> _Instructions for the task_: Pull out every line in the rows below that contains the string "surface", matching case exactly.
=== Dataset ===
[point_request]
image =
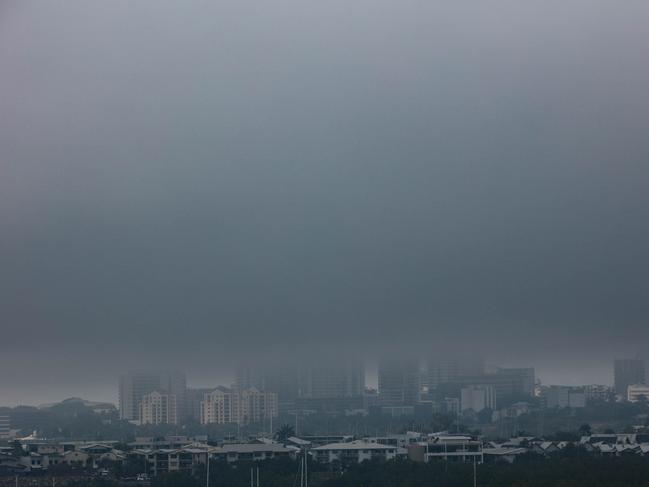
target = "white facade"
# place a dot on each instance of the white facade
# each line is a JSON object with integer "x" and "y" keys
{"x": 158, "y": 408}
{"x": 223, "y": 406}
{"x": 636, "y": 392}
{"x": 353, "y": 452}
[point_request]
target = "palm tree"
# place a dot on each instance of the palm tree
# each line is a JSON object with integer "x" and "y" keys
{"x": 284, "y": 432}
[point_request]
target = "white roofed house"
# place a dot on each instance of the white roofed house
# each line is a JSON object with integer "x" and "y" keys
{"x": 353, "y": 452}
{"x": 234, "y": 452}
{"x": 451, "y": 448}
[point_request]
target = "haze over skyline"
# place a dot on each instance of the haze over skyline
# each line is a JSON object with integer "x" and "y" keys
{"x": 184, "y": 183}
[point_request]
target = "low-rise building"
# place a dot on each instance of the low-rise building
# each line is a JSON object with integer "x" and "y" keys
{"x": 477, "y": 398}
{"x": 353, "y": 452}
{"x": 638, "y": 392}
{"x": 450, "y": 448}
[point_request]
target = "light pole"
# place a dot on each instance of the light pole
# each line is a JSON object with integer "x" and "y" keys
{"x": 207, "y": 461}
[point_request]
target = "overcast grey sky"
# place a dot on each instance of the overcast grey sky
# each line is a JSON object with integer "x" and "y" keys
{"x": 188, "y": 181}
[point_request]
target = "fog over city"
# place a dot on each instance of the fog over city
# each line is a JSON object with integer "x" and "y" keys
{"x": 191, "y": 184}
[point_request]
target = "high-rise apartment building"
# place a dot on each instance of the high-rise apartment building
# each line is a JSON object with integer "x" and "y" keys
{"x": 315, "y": 379}
{"x": 224, "y": 405}
{"x": 345, "y": 378}
{"x": 135, "y": 385}
{"x": 158, "y": 407}
{"x": 628, "y": 372}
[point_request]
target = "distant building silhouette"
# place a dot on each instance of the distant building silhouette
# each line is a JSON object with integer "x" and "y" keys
{"x": 628, "y": 371}
{"x": 133, "y": 386}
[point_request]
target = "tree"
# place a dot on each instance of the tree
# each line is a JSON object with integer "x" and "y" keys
{"x": 284, "y": 432}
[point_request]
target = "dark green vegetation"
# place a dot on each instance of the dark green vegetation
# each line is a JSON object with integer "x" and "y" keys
{"x": 577, "y": 471}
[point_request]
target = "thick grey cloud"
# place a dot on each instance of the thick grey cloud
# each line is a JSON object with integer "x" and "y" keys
{"x": 193, "y": 181}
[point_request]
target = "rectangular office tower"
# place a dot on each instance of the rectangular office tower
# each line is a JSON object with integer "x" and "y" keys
{"x": 399, "y": 383}
{"x": 628, "y": 371}
{"x": 133, "y": 386}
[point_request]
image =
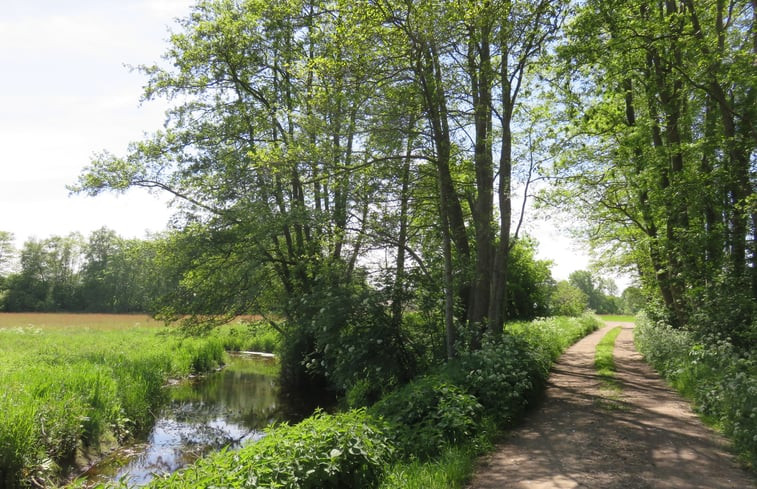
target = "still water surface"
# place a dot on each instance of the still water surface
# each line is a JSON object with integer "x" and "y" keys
{"x": 227, "y": 408}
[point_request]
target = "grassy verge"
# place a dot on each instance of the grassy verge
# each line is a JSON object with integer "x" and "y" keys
{"x": 72, "y": 381}
{"x": 604, "y": 361}
{"x": 617, "y": 317}
{"x": 426, "y": 434}
{"x": 248, "y": 335}
{"x": 719, "y": 380}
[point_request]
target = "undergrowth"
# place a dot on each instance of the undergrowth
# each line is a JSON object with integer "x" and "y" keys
{"x": 604, "y": 361}
{"x": 719, "y": 379}
{"x": 69, "y": 387}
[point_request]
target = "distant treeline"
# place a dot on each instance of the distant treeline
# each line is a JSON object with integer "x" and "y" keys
{"x": 105, "y": 273}
{"x": 110, "y": 274}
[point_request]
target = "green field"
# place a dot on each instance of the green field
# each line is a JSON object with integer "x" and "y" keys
{"x": 71, "y": 382}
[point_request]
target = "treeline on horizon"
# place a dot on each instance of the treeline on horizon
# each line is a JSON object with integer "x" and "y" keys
{"x": 106, "y": 273}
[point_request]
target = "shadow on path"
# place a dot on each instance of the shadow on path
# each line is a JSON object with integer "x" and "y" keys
{"x": 581, "y": 436}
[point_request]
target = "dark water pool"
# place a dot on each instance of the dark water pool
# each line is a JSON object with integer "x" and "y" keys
{"x": 227, "y": 408}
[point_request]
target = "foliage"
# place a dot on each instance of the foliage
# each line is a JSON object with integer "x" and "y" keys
{"x": 452, "y": 468}
{"x": 721, "y": 380}
{"x": 503, "y": 375}
{"x": 568, "y": 300}
{"x": 352, "y": 340}
{"x": 599, "y": 292}
{"x": 633, "y": 300}
{"x": 529, "y": 283}
{"x": 339, "y": 451}
{"x": 249, "y": 335}
{"x": 657, "y": 104}
{"x": 67, "y": 385}
{"x": 430, "y": 414}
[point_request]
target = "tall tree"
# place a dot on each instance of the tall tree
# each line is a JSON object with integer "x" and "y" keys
{"x": 663, "y": 131}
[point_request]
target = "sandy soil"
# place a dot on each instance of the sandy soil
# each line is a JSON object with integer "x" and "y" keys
{"x": 583, "y": 436}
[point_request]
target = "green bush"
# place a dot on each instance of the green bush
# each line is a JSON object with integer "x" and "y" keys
{"x": 718, "y": 378}
{"x": 429, "y": 414}
{"x": 342, "y": 451}
{"x": 502, "y": 375}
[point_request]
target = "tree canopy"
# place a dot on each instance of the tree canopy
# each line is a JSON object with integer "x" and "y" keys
{"x": 361, "y": 157}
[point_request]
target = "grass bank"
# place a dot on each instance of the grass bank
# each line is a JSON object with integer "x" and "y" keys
{"x": 720, "y": 380}
{"x": 72, "y": 381}
{"x": 427, "y": 434}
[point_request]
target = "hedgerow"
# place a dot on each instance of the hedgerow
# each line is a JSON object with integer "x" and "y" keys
{"x": 720, "y": 379}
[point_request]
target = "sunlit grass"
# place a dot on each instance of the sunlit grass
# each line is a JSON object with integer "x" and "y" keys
{"x": 604, "y": 361}
{"x": 69, "y": 380}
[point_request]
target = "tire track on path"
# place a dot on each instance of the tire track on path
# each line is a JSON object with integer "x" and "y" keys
{"x": 582, "y": 437}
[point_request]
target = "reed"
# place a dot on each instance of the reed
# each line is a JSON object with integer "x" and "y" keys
{"x": 66, "y": 386}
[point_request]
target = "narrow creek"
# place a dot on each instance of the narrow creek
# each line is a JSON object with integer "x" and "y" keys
{"x": 226, "y": 408}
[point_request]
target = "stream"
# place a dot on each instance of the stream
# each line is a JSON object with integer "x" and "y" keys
{"x": 226, "y": 408}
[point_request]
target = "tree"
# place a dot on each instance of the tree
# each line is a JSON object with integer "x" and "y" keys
{"x": 48, "y": 277}
{"x": 530, "y": 283}
{"x": 660, "y": 137}
{"x": 7, "y": 253}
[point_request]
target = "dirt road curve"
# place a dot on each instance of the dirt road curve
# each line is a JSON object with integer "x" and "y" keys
{"x": 581, "y": 436}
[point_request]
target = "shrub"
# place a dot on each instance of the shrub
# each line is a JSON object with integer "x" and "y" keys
{"x": 342, "y": 451}
{"x": 428, "y": 414}
{"x": 502, "y": 375}
{"x": 720, "y": 380}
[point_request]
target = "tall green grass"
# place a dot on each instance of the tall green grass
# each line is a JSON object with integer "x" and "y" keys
{"x": 67, "y": 387}
{"x": 427, "y": 434}
{"x": 718, "y": 378}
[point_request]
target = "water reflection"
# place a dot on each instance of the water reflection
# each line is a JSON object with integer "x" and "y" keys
{"x": 227, "y": 408}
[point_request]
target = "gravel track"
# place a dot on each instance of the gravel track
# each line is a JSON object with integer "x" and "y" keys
{"x": 585, "y": 436}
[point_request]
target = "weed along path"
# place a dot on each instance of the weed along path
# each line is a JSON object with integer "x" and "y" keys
{"x": 584, "y": 435}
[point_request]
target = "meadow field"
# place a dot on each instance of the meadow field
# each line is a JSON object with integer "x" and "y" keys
{"x": 71, "y": 382}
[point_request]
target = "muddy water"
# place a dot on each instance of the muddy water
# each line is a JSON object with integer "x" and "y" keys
{"x": 226, "y": 408}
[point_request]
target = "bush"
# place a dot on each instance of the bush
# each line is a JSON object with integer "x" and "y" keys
{"x": 429, "y": 414}
{"x": 502, "y": 375}
{"x": 342, "y": 451}
{"x": 721, "y": 381}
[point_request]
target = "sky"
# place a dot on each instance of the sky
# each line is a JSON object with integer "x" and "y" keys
{"x": 66, "y": 94}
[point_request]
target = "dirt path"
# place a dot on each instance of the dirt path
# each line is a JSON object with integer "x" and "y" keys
{"x": 643, "y": 437}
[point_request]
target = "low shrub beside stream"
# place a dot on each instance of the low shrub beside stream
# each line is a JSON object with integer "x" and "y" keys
{"x": 427, "y": 431}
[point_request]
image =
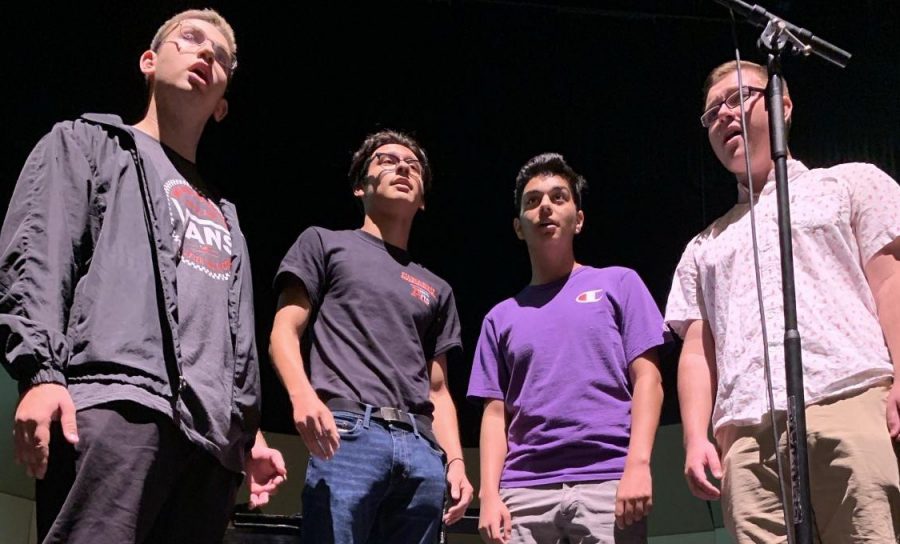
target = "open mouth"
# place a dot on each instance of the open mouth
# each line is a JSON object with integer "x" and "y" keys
{"x": 731, "y": 134}
{"x": 201, "y": 71}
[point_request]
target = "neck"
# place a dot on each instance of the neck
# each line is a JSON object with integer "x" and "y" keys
{"x": 392, "y": 230}
{"x": 547, "y": 266}
{"x": 760, "y": 174}
{"x": 179, "y": 128}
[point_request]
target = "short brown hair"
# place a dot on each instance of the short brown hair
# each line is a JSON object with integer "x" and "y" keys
{"x": 359, "y": 164}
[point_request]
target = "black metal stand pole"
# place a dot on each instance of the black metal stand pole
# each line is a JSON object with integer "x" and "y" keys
{"x": 801, "y": 506}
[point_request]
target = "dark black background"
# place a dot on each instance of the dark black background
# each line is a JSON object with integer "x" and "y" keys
{"x": 613, "y": 85}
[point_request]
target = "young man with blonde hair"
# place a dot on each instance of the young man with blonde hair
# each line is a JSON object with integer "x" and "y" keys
{"x": 127, "y": 315}
{"x": 845, "y": 223}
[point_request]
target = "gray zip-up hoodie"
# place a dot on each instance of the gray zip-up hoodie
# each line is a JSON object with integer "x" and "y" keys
{"x": 88, "y": 289}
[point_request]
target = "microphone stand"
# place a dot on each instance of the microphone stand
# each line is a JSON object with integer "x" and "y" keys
{"x": 777, "y": 38}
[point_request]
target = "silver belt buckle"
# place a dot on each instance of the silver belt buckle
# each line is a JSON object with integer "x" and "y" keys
{"x": 391, "y": 414}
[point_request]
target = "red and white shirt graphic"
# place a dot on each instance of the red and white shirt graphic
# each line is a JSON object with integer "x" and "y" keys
{"x": 199, "y": 230}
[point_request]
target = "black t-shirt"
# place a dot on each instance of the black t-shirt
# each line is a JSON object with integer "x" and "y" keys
{"x": 377, "y": 318}
{"x": 203, "y": 255}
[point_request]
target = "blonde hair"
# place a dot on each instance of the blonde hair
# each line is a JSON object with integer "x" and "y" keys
{"x": 209, "y": 15}
{"x": 722, "y": 70}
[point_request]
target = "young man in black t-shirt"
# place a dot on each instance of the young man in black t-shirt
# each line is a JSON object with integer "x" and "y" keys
{"x": 375, "y": 411}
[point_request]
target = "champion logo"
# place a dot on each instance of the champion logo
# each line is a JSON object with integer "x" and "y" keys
{"x": 588, "y": 297}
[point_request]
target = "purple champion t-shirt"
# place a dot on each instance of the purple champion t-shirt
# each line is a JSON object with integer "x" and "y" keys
{"x": 558, "y": 355}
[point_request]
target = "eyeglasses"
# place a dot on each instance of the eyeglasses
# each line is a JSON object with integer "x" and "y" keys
{"x": 389, "y": 161}
{"x": 732, "y": 101}
{"x": 189, "y": 38}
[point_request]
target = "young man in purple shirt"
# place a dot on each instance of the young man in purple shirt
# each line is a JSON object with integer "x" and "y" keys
{"x": 569, "y": 375}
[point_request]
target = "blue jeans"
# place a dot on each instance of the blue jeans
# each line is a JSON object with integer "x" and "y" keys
{"x": 386, "y": 484}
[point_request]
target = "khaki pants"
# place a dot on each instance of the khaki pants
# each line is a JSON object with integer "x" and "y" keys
{"x": 575, "y": 512}
{"x": 854, "y": 477}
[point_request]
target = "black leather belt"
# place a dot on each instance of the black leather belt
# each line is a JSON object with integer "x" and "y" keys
{"x": 388, "y": 414}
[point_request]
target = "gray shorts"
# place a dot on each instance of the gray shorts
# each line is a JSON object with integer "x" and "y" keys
{"x": 577, "y": 512}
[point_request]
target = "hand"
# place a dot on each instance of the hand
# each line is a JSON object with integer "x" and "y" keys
{"x": 265, "y": 471}
{"x": 893, "y": 411}
{"x": 38, "y": 407}
{"x": 494, "y": 521}
{"x": 701, "y": 456}
{"x": 634, "y": 497}
{"x": 461, "y": 492}
{"x": 315, "y": 423}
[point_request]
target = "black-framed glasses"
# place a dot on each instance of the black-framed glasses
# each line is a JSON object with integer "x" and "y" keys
{"x": 390, "y": 161}
{"x": 190, "y": 38}
{"x": 732, "y": 101}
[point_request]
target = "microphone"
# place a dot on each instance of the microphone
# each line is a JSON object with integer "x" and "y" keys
{"x": 758, "y": 16}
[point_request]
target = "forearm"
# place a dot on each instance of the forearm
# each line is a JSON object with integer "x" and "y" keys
{"x": 695, "y": 396}
{"x": 288, "y": 361}
{"x": 645, "y": 411}
{"x": 446, "y": 426}
{"x": 492, "y": 447}
{"x": 888, "y": 299}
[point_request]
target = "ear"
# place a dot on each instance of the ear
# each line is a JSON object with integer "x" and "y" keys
{"x": 148, "y": 63}
{"x": 788, "y": 107}
{"x": 221, "y": 110}
{"x": 517, "y": 226}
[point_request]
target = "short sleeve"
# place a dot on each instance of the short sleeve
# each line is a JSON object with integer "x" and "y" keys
{"x": 685, "y": 303}
{"x": 641, "y": 324}
{"x": 445, "y": 331}
{"x": 305, "y": 262}
{"x": 489, "y": 378}
{"x": 874, "y": 208}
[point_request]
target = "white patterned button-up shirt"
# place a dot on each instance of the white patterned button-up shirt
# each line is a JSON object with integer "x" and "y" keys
{"x": 841, "y": 217}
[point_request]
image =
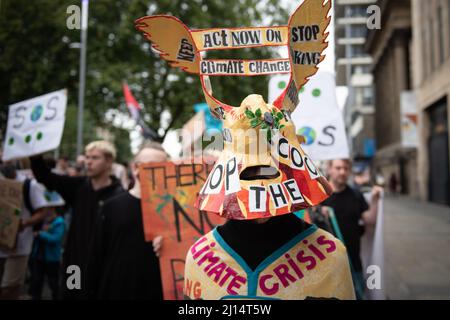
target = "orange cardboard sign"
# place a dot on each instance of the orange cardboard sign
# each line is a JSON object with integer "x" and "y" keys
{"x": 169, "y": 191}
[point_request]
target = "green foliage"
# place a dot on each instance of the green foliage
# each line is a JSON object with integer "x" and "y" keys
{"x": 35, "y": 58}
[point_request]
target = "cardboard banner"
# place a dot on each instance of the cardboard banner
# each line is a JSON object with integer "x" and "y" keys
{"x": 10, "y": 205}
{"x": 304, "y": 37}
{"x": 244, "y": 67}
{"x": 237, "y": 38}
{"x": 9, "y": 225}
{"x": 322, "y": 128}
{"x": 11, "y": 192}
{"x": 169, "y": 192}
{"x": 35, "y": 125}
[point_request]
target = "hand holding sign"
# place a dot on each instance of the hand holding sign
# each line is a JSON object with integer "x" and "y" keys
{"x": 35, "y": 125}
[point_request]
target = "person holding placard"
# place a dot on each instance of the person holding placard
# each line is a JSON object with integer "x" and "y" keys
{"x": 352, "y": 213}
{"x": 15, "y": 261}
{"x": 262, "y": 175}
{"x": 123, "y": 265}
{"x": 85, "y": 195}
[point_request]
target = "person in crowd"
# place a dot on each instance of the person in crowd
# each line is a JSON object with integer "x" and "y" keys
{"x": 14, "y": 262}
{"x": 47, "y": 249}
{"x": 62, "y": 165}
{"x": 123, "y": 265}
{"x": 85, "y": 195}
{"x": 352, "y": 212}
{"x": 120, "y": 172}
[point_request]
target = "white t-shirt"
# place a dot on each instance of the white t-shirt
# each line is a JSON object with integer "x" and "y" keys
{"x": 25, "y": 237}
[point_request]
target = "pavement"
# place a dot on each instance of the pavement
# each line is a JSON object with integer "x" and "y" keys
{"x": 417, "y": 249}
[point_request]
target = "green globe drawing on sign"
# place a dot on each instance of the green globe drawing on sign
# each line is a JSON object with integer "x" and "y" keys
{"x": 309, "y": 134}
{"x": 36, "y": 113}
===
> _Reply_:
target = "still water surface"
# place a dot on each instance of the still water surface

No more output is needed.